* _EXCERPTED PASSAGE_
┄┄┄┄┄┄┄┄┄┄┄┄┄┄┄┄┄┄┄┄

Interarms later branched out from WWII gear. It was an early distributor of Eugene Stoner’s AR-10. One recipient was Fidel Castro. After the communist victory in Cuba, Cummings inquired if Castro was going to pay for a hundred AR-10s shipped there. Castro replied that Cummings should come to Havana and try to collect himself. Cummings did just that, and an impressed Castro paid him. Later, Interarms bought captured ex-Arab arms SKSs and AK-47s, from Israel. By the 1980s, the AK-47 was more common in the Manchester warehouse than WWII Enfields.
Cummings did not have further direct, open involvement with the CIA after the 1950s but did not hide his past either; and seemed to enjoy suspicions of potential clients. His financial subsidiary was called Cummings Investment Associates with the appropriate acronym.
(An article about Interarms in a 1970 issue of Sports Illustrated. Cummings is largely forgotten today, but he fascinated the public in 1960s and 1970s.)
Sam Cummings passed away in 1998. The British operation in Manchester had already closed by then. After the USA’s ban on importation of military hardware, the Alexandria facility shrank in importance. By 1980, some of it had already been shut down.
Interarms completely went out of business in 1999. Potomac Arms continued on, with a surplus store taking over the former Ye Old Hunter space. Potomac Arms closed in 2006, being the last legacy remnant of Interarms.
High Standard bought the Interarms trademark. In 2014, the name was acquired by a small gun parts shop in Houston, TX which has no relation to Sam Cumming’s company.
These were a not-quite governmental, but not private, auspice of Great Britain. Chartered in 1833 to buy & sell in British colonies, after WWII peddling British weaponry abroad was their main employ.
Crown Agents had broad legal latitude, and often served for the UK to sell WWII-era guns without debate in Parliament. For example, they were used in this capacity to sell WWII-surplus 40mm ammunition to Nigeria during the Biafra war.

┄┄┄┄┄┄┄┄┄┄┄┄┄┄┄┄┄┄┄┄

* _DIRECTIVE_
Could you carry on with the passage about postwar surplus arms dealing, starting right after its final sentence?

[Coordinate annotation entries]
┄┄┄┄┄┄┄┄┄┄┄┄┄┄┄┄┄┄┄┄

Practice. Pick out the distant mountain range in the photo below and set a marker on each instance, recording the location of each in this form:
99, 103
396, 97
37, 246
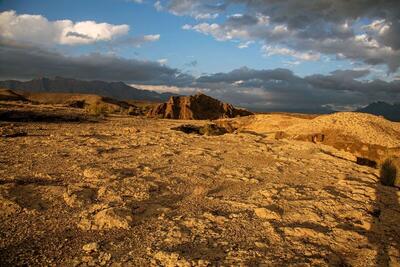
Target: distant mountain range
390, 112
116, 90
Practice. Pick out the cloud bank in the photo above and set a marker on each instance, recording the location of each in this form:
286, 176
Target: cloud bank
264, 90
361, 30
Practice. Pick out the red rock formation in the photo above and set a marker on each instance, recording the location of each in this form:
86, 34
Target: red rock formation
196, 107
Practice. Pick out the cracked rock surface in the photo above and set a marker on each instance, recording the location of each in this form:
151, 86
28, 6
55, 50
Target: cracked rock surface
129, 191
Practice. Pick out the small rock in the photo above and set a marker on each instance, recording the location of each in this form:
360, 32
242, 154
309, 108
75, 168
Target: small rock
266, 214
90, 247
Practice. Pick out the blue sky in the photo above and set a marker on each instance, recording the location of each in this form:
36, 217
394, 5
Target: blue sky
178, 46
261, 54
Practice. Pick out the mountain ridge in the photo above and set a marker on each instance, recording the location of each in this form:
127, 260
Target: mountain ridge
381, 108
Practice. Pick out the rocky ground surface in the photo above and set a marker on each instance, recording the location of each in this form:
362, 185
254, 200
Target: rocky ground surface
129, 191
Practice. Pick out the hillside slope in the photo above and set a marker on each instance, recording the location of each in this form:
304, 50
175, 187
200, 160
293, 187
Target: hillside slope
117, 90
390, 112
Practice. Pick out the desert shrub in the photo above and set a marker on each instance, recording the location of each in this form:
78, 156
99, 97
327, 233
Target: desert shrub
97, 109
389, 172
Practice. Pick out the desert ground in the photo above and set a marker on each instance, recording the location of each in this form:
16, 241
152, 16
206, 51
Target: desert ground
130, 191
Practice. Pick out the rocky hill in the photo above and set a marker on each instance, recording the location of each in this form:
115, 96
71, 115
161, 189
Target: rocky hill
390, 112
9, 95
117, 90
196, 107
130, 191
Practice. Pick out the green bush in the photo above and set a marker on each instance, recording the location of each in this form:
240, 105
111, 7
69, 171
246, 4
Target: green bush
389, 172
97, 109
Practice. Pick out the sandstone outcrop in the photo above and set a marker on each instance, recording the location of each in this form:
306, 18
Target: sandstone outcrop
196, 107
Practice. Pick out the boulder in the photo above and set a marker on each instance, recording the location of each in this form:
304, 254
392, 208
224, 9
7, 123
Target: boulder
196, 107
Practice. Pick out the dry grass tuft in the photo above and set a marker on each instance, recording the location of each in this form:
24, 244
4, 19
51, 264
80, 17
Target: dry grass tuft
389, 172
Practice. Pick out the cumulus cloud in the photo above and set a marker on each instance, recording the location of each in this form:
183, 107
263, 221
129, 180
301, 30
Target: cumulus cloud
25, 62
39, 30
267, 90
365, 31
205, 9
307, 56
136, 41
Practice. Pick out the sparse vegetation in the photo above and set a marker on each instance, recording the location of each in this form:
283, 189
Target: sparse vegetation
389, 172
97, 109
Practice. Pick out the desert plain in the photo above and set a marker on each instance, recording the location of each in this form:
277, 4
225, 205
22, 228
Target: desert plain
131, 191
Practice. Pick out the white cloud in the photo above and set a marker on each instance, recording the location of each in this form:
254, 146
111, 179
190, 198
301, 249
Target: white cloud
158, 6
245, 44
39, 30
163, 61
306, 56
151, 37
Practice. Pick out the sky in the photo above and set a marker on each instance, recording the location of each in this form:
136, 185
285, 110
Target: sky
304, 55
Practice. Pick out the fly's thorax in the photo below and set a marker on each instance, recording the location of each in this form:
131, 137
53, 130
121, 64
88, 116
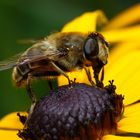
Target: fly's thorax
71, 45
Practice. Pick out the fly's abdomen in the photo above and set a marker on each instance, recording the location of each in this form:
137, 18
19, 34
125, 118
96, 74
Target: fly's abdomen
20, 74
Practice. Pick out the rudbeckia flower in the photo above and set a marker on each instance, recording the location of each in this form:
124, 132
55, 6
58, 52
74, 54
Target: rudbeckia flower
122, 32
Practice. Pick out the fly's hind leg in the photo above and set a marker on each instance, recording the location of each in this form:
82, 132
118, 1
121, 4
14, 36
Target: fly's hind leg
61, 72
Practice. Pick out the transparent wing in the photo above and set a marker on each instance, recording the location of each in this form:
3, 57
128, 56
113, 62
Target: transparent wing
10, 62
49, 55
24, 58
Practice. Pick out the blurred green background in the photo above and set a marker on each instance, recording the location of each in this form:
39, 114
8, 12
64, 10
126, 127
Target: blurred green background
35, 19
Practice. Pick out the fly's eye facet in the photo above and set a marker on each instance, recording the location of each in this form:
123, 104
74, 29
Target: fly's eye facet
91, 48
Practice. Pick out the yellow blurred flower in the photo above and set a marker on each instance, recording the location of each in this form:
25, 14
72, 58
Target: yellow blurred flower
123, 33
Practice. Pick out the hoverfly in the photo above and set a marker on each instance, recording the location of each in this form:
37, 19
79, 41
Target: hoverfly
57, 54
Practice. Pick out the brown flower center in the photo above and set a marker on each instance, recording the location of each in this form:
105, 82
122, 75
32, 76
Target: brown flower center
79, 112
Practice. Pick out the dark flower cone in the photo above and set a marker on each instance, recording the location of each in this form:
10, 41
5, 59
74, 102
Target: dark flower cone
79, 112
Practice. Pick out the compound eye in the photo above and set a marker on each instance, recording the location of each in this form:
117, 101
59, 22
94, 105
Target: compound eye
91, 48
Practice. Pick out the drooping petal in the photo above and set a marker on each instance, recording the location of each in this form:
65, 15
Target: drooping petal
125, 18
9, 126
80, 76
111, 137
124, 68
85, 23
131, 121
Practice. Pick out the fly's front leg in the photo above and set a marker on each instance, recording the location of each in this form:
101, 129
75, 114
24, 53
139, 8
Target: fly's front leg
29, 88
61, 72
99, 83
89, 75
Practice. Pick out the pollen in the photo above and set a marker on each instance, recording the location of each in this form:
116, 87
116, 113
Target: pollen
79, 112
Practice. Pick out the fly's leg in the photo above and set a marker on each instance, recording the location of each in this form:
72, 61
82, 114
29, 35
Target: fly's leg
29, 88
102, 75
89, 76
31, 96
97, 70
50, 84
61, 72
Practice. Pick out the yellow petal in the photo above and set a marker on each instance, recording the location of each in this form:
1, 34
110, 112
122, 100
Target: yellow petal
10, 121
131, 120
111, 137
122, 35
125, 70
127, 17
87, 22
9, 135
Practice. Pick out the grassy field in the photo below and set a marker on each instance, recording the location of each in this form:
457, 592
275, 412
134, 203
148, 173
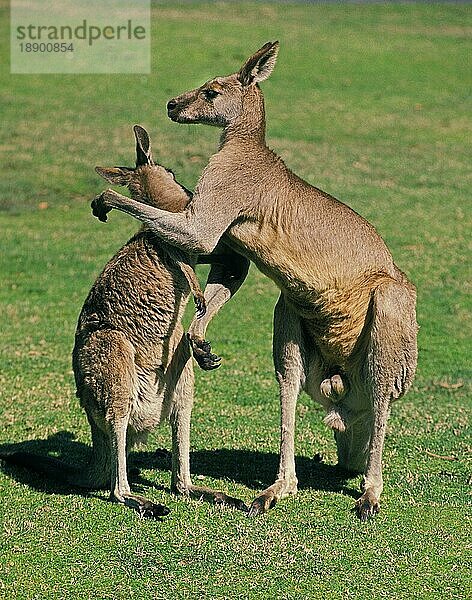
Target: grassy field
369, 102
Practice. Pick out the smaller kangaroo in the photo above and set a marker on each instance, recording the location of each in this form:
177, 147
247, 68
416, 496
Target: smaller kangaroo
131, 359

┄┄┄┄┄┄┄┄┄┄┄┄┄┄┄┄┄┄┄┄

* _TASK RESPONSE_
(The WWII-vintage anti-aircraft rounds sold to Nigeria.)
As late as the time of President Ford, the USA considered Crown Agents to be sovereign entities, as if they were countries.
Crown Agents answered to a central office in London. They increasingly became involved not in direct dealing, but rather financing weapons deals. In 1967 an entity called Millbank was founded specifically to finance arms deals. Millbank was £2 million in debt by the 1970s. It was also accused of being a conduit for bribes. Millbank proved the final downfall of the Crown Agents. Bankrupt by 1979, Millbank was absorbed by the UK’s Ministry of Defense while the rest of the Crown Agents subordinated to the British government, losing their unique status. In 1996 the former Crown Agents central office was spun off as a purely commercial company, offering assistance with civil engineering, and the whole system came to an end.
Interarm’s main rival was Merex AG, a company founded by Gerhard Mertins. During WWII, Mertins had been a Fallschirmjäger (paratrooper) in the Luftwaffe. After WWII, Mertins bounced around the middle east as a freelance military advisor, at one point supervising training of Egypt’s airborne troops.
Mertins’s greatest assets was his connections. He belonged to the “Green Devils”, a club of Fallschirmjäger veterans. Many of these men went on to postwar civilian careers with West German companies having branches abroad, and knew how foreign customs bureaus operated. One of Merex’s key employees was Gerhard Bauch, who had been a captain in the Wehrmacht and later a tradesman in the middle east.
Merex was a Swiss company but de facto in West Germany. By the mid-1960s it’s field offices spanned the globe: Bethesda, MD in the USA, and less savory locations like Damascus, Bogota, and Karachi. Mertins was friends with Willem Sassen, a former Waffen-SS soldier who moved to Argentina after WWII. In 1960, Sassen was recruited as Merex’s South American representative. Sassen was close to Chile’s Pinochet and Paraguay’s Stroessner, and opened up a huge market to Merex for WWII-era weapons.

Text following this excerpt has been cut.